▸ **Passage**:
* Start *
Reviewed by Henry L. Carrigan Jr.

After an eight-year hiatus, master guitarist, consummate singer and songwriter Steve Wariner releases his first non-instrumental album. In 2009, Wariner paid tribute to his mentor, Chet Atkins, with the hot-picking instrumental album "Steve Wariner, c.g.p., My Tribute to Chet Atkins," and he followed it two years later with another album of instrumentals, "Guitar Laboratory." On this new album, the four-time Grammy winner comes out with guitars blazing and baritone booming, taking us on a musical journey down roads that twist and turn through the woods of disappointment, misplaced hope, love, defeat, nostalgia and cultural responsibility.

Wariner's screaming rock guitar kicks off the album on the title track, fueling the anger the singer feels about the collapse of the economy even as he retreats to the refrain that "it ain't all so bad, as long as I got you." The funky blues and Johnny Winter-like guitar of Voodoo recreate the singer's fatal attraction to a mystery woman and the urgency of his "I-can't-quit-you-though-I-know-it's-gonna-kill-me" desire for her. In the dreamy country ballad Arrows at Airplanes steel guitars weave under and around Wariner's and co-writer Rockie Lynne and Mike Severs' lyrics about a wistful guy who spend his days "on the banks of a river, shooting arrows at airplanes and throwing pillows at freight trains." Although he's been playing the western swing ballad Bluebonnet Memories live for years, this is the first time he's recorded it on an album. Biting rock guitars, jazz piano and an R&B chorus play off each other in It's Called a Brand New Day, a defiant statement of the singer's fierce optimism in the face of death and depression. Spokes in a Wheel, a formulaic song with forced rhymes and superficial lyrics - "there's a zillion folks filling up this planet/we can no longer take her for granted...we can make this world work for the better/we're all connected/we're all affected" - is the album's one disappointment.
* End *
▸ **Stated task A**:
Count the rows that contain the string "rodrigues", matching case exactly, and give only the number.
The rows below the review are unrelated to it.

▸ **Source data**:
* Start *
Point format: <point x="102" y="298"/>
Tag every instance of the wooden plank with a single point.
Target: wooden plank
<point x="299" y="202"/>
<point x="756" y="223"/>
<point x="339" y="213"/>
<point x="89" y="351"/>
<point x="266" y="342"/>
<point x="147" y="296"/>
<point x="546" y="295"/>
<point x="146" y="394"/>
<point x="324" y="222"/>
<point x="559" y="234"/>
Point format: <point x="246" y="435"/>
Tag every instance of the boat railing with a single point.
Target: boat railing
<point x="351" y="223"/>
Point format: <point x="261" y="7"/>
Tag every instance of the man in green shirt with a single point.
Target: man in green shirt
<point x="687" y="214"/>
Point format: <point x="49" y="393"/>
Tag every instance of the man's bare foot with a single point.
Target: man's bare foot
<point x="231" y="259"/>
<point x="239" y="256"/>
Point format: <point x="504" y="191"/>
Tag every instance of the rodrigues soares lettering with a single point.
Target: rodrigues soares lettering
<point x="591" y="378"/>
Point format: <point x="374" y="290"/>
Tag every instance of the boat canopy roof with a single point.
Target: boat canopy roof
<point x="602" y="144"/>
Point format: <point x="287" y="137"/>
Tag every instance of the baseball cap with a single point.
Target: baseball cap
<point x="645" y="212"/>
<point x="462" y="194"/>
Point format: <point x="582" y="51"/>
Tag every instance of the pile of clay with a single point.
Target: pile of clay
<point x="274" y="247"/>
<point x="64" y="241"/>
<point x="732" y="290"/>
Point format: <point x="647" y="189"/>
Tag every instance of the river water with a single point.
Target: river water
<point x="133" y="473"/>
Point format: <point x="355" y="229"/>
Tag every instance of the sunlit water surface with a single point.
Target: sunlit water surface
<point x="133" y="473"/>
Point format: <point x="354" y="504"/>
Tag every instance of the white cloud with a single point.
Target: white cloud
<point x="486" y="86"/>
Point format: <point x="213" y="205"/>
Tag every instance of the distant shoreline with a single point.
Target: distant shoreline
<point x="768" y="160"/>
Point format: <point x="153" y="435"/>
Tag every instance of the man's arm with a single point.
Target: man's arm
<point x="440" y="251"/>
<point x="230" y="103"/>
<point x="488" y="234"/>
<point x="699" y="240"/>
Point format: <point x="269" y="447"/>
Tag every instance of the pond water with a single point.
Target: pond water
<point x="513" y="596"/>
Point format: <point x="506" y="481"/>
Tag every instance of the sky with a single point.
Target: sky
* End *
▸ **Stated task B**:
Answer these questions about the review:
(i) What is the title of the album Wariner released in 2009 as a tribute to Chet Atkins?
(ii) Which song has Wariner played live for years but recorded on an album for the first time?
(iii) Which song does the review call the album's one disappointment?

▸ **Result A**:
2

▸ **Result B**:
(i) "Steve Wariner, c.g.p., My Tribute to Chet Atkins"
(ii) Bluebonnet Memories
(iii) Spokes in a Wheel